Exercise> Copy each of the items below word for word, leaving out the pictures.

Working data>
------------
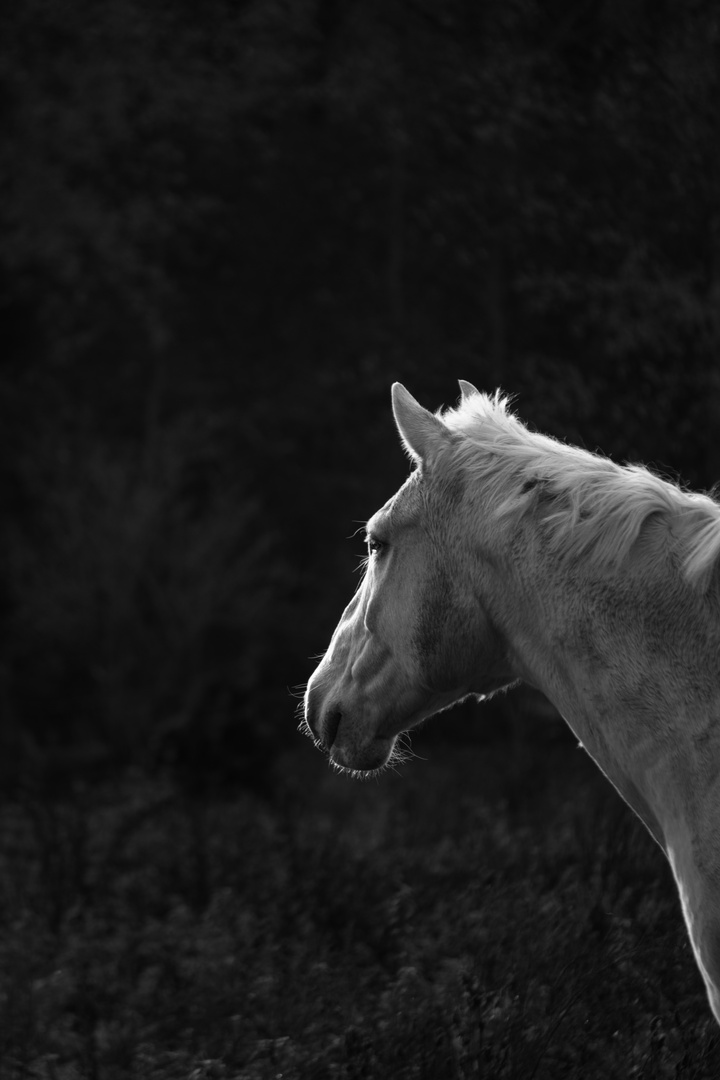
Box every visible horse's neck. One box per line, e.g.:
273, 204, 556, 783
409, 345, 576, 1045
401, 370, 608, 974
500, 548, 720, 835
------------
Task solution>
Box every visible horse's neck. One box per line, e.g.:
273, 204, 556, 783
409, 345, 576, 1045
401, 370, 608, 974
500, 548, 720, 835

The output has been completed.